**Aim of the exercise:** Reproduce every entry below exactly, minus the pictures.

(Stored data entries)
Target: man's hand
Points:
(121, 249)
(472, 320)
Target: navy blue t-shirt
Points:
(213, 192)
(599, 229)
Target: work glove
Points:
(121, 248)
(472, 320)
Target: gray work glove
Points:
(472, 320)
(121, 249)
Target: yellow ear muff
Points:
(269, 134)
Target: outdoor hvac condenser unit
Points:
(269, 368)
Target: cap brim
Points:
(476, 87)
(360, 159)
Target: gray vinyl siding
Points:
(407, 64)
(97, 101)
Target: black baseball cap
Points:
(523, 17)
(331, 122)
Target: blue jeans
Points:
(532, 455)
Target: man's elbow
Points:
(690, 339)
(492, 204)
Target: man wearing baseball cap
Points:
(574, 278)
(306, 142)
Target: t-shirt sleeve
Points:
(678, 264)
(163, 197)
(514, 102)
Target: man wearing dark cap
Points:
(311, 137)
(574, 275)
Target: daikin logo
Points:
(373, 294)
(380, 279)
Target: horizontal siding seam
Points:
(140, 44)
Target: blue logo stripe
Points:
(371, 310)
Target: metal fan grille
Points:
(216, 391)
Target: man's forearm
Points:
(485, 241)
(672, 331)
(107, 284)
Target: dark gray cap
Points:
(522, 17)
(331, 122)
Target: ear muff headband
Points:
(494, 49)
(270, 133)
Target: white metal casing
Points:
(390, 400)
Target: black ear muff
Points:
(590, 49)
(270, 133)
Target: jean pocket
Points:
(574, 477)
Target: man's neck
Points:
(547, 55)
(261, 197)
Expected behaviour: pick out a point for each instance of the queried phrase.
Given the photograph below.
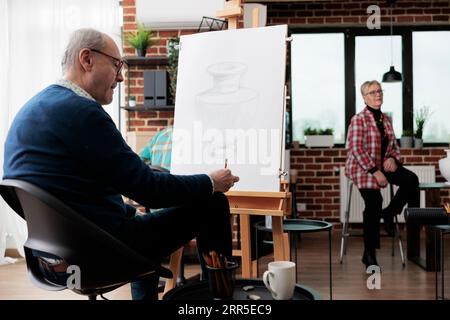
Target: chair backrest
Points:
(55, 228)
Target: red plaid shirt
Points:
(364, 148)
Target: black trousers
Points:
(408, 193)
(156, 235)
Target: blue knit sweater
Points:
(69, 146)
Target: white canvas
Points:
(230, 105)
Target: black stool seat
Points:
(415, 219)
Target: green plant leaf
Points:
(141, 39)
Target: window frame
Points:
(349, 53)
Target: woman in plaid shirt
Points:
(373, 161)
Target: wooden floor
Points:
(349, 278)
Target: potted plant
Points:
(318, 137)
(406, 141)
(420, 119)
(140, 40)
(132, 101)
(172, 65)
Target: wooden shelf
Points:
(145, 61)
(139, 108)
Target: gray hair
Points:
(81, 38)
(367, 84)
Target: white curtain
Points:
(33, 35)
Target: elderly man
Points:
(63, 141)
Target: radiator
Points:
(425, 174)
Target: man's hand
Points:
(381, 178)
(223, 180)
(390, 165)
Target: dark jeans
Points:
(408, 193)
(156, 235)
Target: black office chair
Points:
(55, 229)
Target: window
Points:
(431, 79)
(328, 66)
(318, 83)
(372, 59)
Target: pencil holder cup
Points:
(221, 280)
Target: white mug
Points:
(280, 279)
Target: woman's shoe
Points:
(369, 258)
(389, 225)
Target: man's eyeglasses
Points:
(373, 93)
(117, 62)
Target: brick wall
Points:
(318, 178)
(152, 120)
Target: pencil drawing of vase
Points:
(226, 106)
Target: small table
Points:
(297, 226)
(432, 193)
(432, 200)
(415, 219)
(200, 291)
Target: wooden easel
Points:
(275, 204)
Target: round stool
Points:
(294, 227)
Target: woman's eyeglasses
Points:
(373, 93)
(117, 62)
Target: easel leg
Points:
(278, 239)
(245, 245)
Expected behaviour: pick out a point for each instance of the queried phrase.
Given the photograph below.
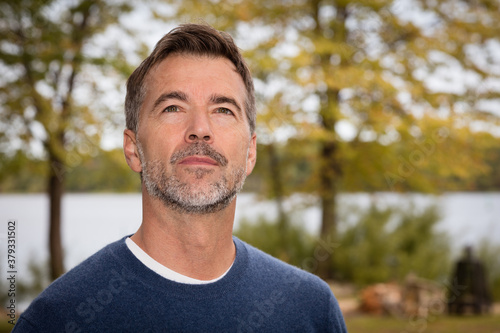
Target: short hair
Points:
(195, 39)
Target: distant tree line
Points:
(107, 171)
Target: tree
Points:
(44, 55)
(378, 77)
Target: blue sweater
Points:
(112, 291)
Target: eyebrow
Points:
(170, 95)
(221, 99)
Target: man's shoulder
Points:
(70, 289)
(278, 272)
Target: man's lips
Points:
(198, 160)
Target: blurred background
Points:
(378, 132)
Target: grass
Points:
(444, 324)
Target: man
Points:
(190, 114)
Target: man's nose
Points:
(199, 128)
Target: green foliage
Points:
(20, 173)
(292, 245)
(373, 245)
(489, 255)
(388, 243)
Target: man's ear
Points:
(130, 150)
(252, 154)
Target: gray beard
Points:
(188, 197)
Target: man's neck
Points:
(199, 246)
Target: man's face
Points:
(193, 138)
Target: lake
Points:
(90, 221)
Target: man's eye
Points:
(171, 108)
(224, 110)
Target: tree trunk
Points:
(277, 188)
(330, 173)
(55, 191)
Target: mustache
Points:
(199, 148)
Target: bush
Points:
(291, 244)
(389, 243)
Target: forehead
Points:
(195, 75)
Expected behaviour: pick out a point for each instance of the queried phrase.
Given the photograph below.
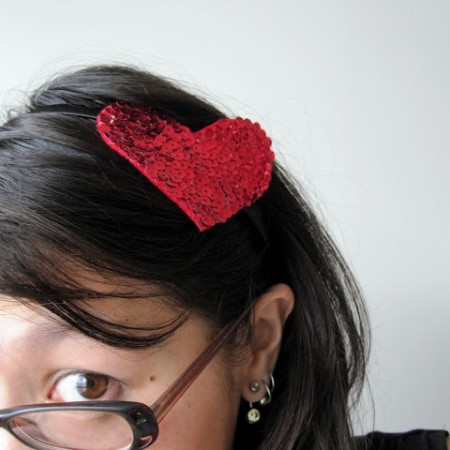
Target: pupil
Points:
(92, 386)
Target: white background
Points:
(355, 95)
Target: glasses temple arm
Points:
(168, 399)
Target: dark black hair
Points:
(66, 199)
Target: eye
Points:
(82, 386)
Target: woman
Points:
(154, 254)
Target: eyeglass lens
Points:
(73, 430)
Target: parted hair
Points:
(66, 199)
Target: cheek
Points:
(205, 417)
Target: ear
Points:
(271, 312)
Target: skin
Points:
(38, 354)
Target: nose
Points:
(9, 442)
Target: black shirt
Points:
(413, 440)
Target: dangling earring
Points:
(253, 414)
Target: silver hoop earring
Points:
(253, 414)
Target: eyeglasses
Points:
(104, 425)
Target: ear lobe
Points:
(271, 313)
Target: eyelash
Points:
(72, 383)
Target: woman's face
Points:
(43, 361)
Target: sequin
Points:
(210, 174)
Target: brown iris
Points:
(92, 385)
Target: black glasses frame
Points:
(143, 419)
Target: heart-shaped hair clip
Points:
(211, 174)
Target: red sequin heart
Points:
(210, 174)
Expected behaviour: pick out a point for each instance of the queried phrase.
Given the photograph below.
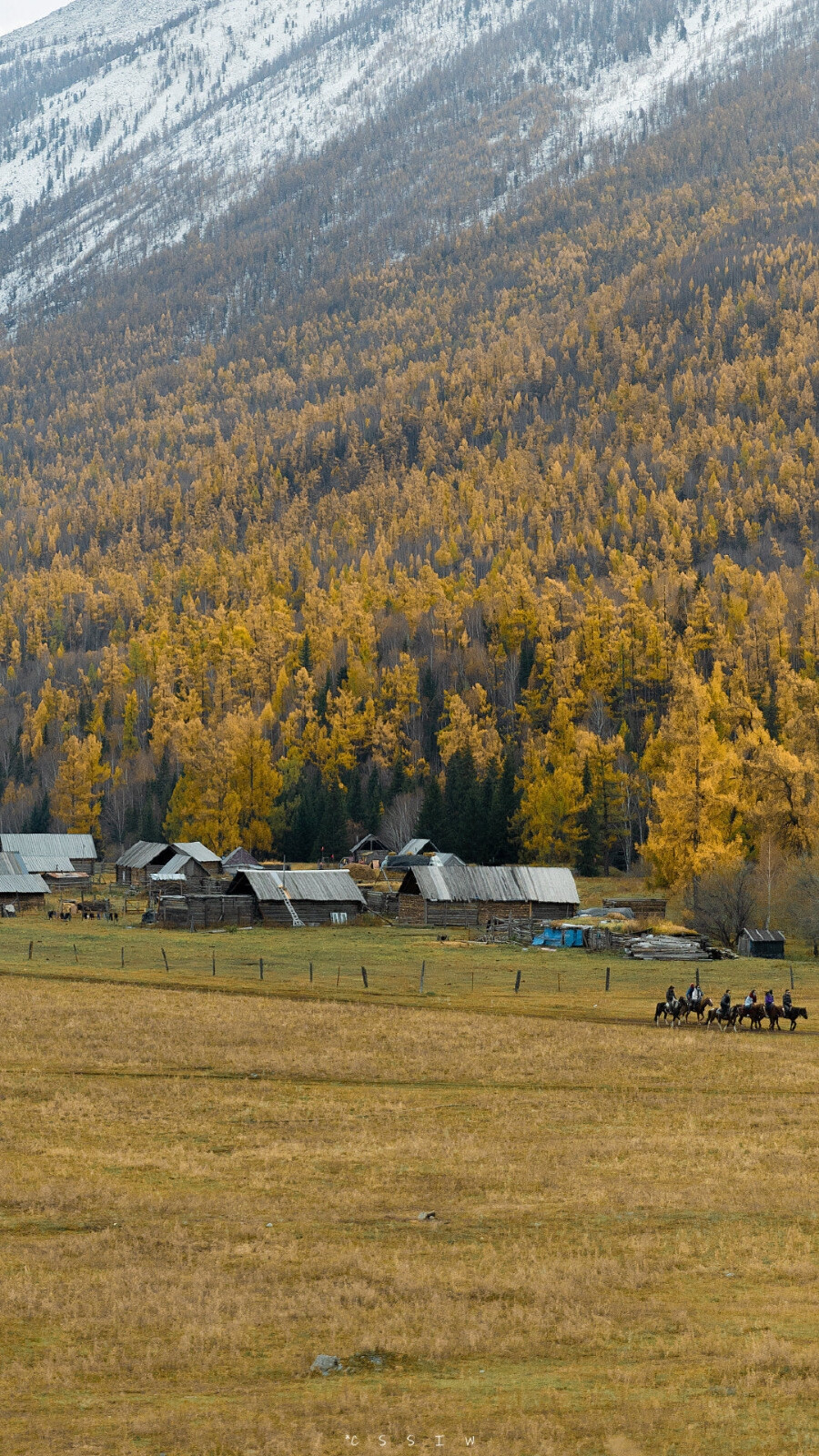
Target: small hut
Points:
(763, 945)
(18, 887)
(368, 849)
(300, 895)
(472, 895)
(140, 861)
(238, 859)
(178, 874)
(201, 855)
(414, 852)
(55, 852)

**The completed task:**
Target: man's hand
Points:
(121, 249)
(472, 320)
Target: navy blue t-shirt
Points:
(213, 192)
(599, 229)
Target: work glove
Points:
(121, 248)
(472, 320)
Target: gray work glove
Points:
(472, 320)
(121, 249)
Target: yellow ear muff
Points:
(269, 134)
Target: outdoor hvac condenser unit
Points:
(269, 368)
Target: cap brim
Points:
(476, 87)
(360, 159)
Target: gray vinyl siding
Points:
(407, 64)
(97, 101)
Target: black baseball cap
Points:
(523, 17)
(331, 122)
Target: blue jeans
Points:
(532, 455)
Target: man's elbow
Points:
(690, 339)
(492, 204)
Target: man wearing baseball cap
Points:
(574, 278)
(306, 142)
Target: t-shirt sleeve
Points:
(678, 264)
(163, 197)
(514, 102)
Target: man wearing dark cap
Points:
(311, 137)
(574, 275)
Target: daikin logo
Points:
(373, 294)
(380, 279)
Target: horizontal siding seam
Points:
(140, 44)
Target: blue logo stripe
Points:
(371, 310)
Target: metal fan grille
Points:
(216, 391)
Target: man's forearm
Points:
(485, 241)
(672, 331)
(107, 284)
Target: dark gray cap
Points:
(522, 17)
(331, 122)
Target: ear muff headband
Points:
(494, 49)
(270, 133)
Target: white metal casing
Points:
(390, 400)
Target: black ear muff
Points:
(590, 49)
(270, 133)
Target: jean pocket
Points:
(574, 477)
Target: man's neck
Points:
(547, 55)
(261, 197)
Expected behaviour: pick out a point for each instance of the queried phrase.
Given the photograph below.
Target: chair backrest
Points:
(55, 228)
Target: red plaid shirt
Points:
(364, 148)
Target: black trousers
Points:
(408, 193)
(156, 235)
Target: blue knit sweater
Points:
(69, 146)
Target: white canvas
Points:
(230, 105)
Target: black stool seat
Points:
(415, 219)
Target: green plant leaf
Points:
(141, 39)
Target: window frame
Points:
(349, 53)
Target: woman in plaid shirt
Points:
(373, 161)
Target: wooden floor
Points:
(349, 278)
Target: potted plant
Points:
(318, 137)
(406, 141)
(420, 119)
(140, 40)
(132, 101)
(172, 65)
Target: wooden shelf
Points:
(145, 61)
(139, 108)
Target: gray hair
Points:
(81, 38)
(367, 84)
Target: white curtain
Points:
(33, 35)
Target: elderly man
Points:
(63, 141)
Target: radiator
Points:
(425, 174)
Target: man's hand
Points:
(381, 178)
(223, 180)
(390, 165)
Target: dark jeans
Points:
(408, 193)
(156, 235)
Target: black office chair
Points:
(55, 229)
Target: window
Points:
(431, 79)
(328, 66)
(318, 83)
(372, 59)
Target: pencil holder cup
Points:
(221, 280)
Target: white mug
Points:
(280, 279)
Target: woman's shoe
Points:
(369, 258)
(389, 225)
Target: man's eyeglasses
Points:
(373, 93)
(117, 62)
Target: brick wall
Points:
(318, 178)
(152, 120)
Target: pencil drawing of vase
Points:
(226, 106)
Target: small table
Points:
(297, 226)
(432, 193)
(432, 200)
(415, 219)
(200, 291)
Target: wooden easel
Points:
(275, 204)
Target: round stool
Points:
(294, 227)
Target: woman's eyeglasses
Points:
(373, 93)
(117, 62)
Target: easel leg
Points:
(278, 239)
(245, 245)
Expected behaviour: pick out a point for each instance of the queried phrase.
Given the photograph below.
Target: short hair
Points:
(195, 39)
Target: distant tree line
Points:
(107, 171)
Target: tree
Points:
(44, 55)
(378, 77)
Target: blue sweater
Points:
(112, 291)
Target: eyebrow
Points:
(170, 95)
(221, 99)
Target: man's shoulder
Points:
(70, 289)
(278, 272)
Target: man's lips
Points:
(198, 160)
Target: blurred background
Points:
(378, 132)
Target: grass
Points:
(444, 324)
Target: man
Points:
(190, 114)
Target: man's nose
Points:
(199, 128)
Target: green foliage
Points:
(20, 173)
(292, 245)
(373, 245)
(489, 255)
(388, 243)
Target: man's ear
Points:
(130, 150)
(252, 154)
Target: gray beard
Points:
(188, 197)
Target: man's neck
Points:
(199, 246)
Target: man's face
Points:
(193, 138)
Target: lake
Points:
(90, 221)
Target: man's eye
Points:
(171, 108)
(224, 110)
Target: tree trunk
Points:
(277, 188)
(330, 173)
(55, 191)
Target: mustache
Points:
(199, 148)
Target: bush
Points:
(291, 244)
(389, 243)
Target: forehead
Points:
(195, 75)
Expected behaviour: pick out a point for each instance of the queried phrase.
Given the photograph below.
Target: pupil
Points:
(92, 386)
Target: white background
Points:
(355, 95)
Target: glasses temple arm
Points:
(168, 399)
Target: dark black hair
Points:
(66, 199)
Target: eye
Points:
(82, 386)
Target: woman
Points:
(154, 254)
Target: eyeglass lens
Points:
(73, 430)
Target: parted hair
Points:
(66, 199)
Target: cheek
Points:
(205, 417)
Target: ear
Points:
(271, 312)
Target: skin
Points:
(38, 354)
Target: nose
Points:
(9, 442)
Target: black shirt
Points:
(413, 440)
Target: dangling earring
Points:
(253, 414)
Target: silver hoop earring
Points:
(253, 414)
Target: eyeglasses
Points:
(104, 425)
Target: ear lobe
Points:
(271, 313)
Target: eyelash
Points:
(72, 383)
Target: woman's face
Points:
(43, 361)
Target: sequin
Points:
(210, 174)
Target: brown iris
Points:
(92, 385)
Target: black glasses frame
Points:
(143, 419)
Target: heart-shaped hair clip
Points:
(211, 174)
Target: red sequin heart
Points:
(210, 174)
Expected behaviour: pick out a point for each instance of the queried phrase.
Given the photograph below.
Target: small hut
Points:
(763, 945)
(18, 887)
(368, 849)
(300, 895)
(472, 895)
(140, 861)
(238, 859)
(178, 874)
(201, 855)
(414, 852)
(55, 852)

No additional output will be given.